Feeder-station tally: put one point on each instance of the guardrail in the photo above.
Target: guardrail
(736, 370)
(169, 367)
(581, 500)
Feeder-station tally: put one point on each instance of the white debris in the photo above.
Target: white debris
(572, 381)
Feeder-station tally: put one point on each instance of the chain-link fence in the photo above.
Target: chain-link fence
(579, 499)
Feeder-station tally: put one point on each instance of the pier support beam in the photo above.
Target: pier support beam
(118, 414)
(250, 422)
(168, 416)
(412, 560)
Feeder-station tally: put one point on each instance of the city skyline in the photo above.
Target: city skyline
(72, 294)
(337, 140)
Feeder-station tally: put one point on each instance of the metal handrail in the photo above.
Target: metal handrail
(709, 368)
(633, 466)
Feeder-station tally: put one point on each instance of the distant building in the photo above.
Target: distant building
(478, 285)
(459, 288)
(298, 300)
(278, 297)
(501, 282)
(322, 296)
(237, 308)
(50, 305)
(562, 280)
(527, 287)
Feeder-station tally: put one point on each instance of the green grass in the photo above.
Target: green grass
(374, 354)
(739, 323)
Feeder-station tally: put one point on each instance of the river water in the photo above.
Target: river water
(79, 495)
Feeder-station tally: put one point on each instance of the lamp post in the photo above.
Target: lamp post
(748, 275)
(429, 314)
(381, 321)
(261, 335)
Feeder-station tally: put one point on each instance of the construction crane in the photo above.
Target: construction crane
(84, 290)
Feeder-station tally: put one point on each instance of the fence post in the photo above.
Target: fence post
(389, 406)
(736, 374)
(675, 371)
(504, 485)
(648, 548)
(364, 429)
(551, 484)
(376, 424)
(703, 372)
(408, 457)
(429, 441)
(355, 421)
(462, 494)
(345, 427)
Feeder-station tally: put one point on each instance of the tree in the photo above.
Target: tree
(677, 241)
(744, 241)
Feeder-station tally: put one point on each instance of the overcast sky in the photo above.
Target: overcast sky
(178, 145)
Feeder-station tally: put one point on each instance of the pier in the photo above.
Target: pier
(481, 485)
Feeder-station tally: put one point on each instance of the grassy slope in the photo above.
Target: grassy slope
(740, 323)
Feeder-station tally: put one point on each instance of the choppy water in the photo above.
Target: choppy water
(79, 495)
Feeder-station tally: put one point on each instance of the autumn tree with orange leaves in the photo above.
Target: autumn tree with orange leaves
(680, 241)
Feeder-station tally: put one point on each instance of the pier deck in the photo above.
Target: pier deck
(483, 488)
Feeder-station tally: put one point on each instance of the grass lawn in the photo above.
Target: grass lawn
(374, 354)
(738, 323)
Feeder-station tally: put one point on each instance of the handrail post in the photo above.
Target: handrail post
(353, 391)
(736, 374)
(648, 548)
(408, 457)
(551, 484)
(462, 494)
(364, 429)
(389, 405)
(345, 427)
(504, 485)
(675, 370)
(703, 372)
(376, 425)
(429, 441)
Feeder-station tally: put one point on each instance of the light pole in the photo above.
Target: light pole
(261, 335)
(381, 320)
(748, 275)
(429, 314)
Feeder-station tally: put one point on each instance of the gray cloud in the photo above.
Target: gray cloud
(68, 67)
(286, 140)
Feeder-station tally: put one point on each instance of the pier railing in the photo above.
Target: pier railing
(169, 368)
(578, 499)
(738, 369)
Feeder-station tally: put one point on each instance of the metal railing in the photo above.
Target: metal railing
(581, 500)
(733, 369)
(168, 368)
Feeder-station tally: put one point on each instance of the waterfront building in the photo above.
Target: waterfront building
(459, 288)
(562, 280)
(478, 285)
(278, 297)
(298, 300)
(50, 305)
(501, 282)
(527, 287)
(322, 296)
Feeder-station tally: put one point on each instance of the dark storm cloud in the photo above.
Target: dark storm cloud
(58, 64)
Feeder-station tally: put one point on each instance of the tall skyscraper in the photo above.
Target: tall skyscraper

* * * * * * * * *

◆ WHAT YOU HAVE TO DO:
Looking at the data above, write out exactly the lines that start at the one containing "Target: distant building" and end at the one containing "Feeder-station tally: put one point on each instance of the lamp"; include both and nothing beyond.

◆ REPLY TO THE EXERCISE:
Target: distant building
(478, 285)
(459, 288)
(298, 300)
(278, 297)
(501, 282)
(322, 296)
(237, 308)
(50, 305)
(562, 280)
(527, 287)
Feeder-station tally: put one point on each instance of the green grass in the photo above.
Target: green grass
(374, 354)
(739, 323)
Feeder-station tally: put one point on each instance of the river water in the photo above.
Target: river water
(79, 495)
Feeder-station tally: put one point on each instance of the lamp post in the photo above.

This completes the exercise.